===== Given records
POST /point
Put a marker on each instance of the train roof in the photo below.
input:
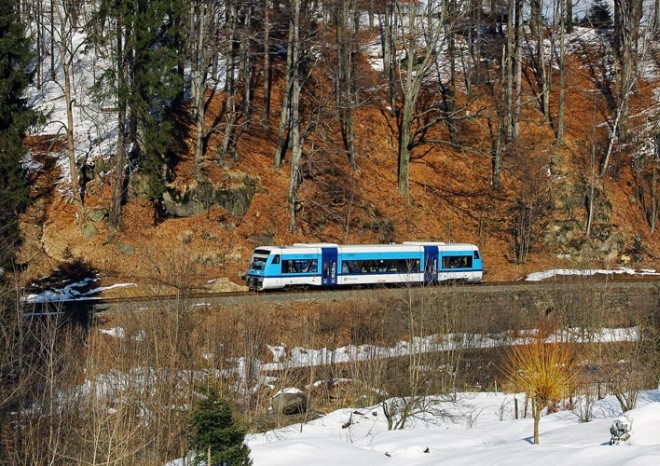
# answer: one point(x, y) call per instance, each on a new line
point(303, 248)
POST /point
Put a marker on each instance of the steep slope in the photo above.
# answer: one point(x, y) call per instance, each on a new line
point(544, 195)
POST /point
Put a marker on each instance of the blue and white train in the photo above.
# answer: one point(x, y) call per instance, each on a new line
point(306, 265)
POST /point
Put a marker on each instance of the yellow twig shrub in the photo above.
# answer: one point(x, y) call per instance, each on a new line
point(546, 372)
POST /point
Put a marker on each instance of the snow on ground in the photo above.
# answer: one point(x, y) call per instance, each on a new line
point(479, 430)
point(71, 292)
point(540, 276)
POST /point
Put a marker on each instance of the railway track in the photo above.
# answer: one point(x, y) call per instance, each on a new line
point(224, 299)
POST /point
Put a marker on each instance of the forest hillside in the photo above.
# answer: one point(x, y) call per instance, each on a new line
==========
===== Given records
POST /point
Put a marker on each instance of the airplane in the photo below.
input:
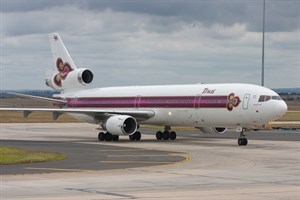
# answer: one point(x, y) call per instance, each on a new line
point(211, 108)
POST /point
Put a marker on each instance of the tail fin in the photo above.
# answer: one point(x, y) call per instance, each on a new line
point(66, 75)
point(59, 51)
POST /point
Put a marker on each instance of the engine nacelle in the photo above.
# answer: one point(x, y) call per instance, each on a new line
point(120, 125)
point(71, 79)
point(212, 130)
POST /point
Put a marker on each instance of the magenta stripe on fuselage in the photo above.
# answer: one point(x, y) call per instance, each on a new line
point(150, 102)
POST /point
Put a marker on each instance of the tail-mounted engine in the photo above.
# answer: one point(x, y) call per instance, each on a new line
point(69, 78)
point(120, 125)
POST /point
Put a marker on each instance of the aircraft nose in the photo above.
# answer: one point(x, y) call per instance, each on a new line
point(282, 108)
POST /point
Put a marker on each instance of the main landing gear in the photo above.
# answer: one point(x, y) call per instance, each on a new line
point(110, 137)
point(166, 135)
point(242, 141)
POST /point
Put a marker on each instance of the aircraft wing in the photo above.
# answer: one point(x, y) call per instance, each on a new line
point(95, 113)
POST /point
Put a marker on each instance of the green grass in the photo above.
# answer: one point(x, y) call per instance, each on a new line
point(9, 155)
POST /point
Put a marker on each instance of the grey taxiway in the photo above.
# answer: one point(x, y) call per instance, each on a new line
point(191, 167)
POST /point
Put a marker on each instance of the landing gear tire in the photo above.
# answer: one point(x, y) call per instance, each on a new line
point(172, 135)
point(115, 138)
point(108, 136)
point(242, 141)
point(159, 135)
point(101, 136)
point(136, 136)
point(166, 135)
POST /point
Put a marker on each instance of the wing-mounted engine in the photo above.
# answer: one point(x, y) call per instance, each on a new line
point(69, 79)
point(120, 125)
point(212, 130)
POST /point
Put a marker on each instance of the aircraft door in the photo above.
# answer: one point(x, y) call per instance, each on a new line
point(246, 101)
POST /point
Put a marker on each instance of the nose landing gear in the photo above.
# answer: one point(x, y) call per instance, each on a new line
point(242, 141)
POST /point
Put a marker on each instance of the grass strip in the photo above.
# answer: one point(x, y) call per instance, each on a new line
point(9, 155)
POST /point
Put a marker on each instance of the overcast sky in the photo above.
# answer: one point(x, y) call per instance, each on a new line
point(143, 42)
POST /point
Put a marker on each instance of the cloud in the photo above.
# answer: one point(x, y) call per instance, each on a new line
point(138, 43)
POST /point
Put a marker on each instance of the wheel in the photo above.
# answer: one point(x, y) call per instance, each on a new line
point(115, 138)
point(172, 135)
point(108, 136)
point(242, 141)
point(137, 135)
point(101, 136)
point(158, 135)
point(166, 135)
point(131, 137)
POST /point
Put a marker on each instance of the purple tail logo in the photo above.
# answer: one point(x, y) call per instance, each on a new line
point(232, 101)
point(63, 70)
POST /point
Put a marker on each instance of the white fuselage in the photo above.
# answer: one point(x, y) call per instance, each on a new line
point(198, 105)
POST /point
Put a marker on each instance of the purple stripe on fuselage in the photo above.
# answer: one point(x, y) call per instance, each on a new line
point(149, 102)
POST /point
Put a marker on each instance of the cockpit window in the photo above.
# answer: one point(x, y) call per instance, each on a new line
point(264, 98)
==========
#### [Task description]
In the entries above, restate word for word the lines between the one holding "Put a marker on each instance of the yellow" and the one holding "Put a marker on each instance of the railway", inclusive, and nothing besides.

#### [Written answer]
Put a marker on each instance of the yellow twig shrub in the photo above.
# answer: one point(x, y) call per instance, each on a new line
point(546, 372)
POST /point
Put a marker on each instance of the snow on ground in the photo above.
# answer: one point(x, y) call per instance, each on a new line
point(479, 430)
point(71, 292)
point(540, 276)
POST /point
Put a marker on each instance of the railway track in the photo above.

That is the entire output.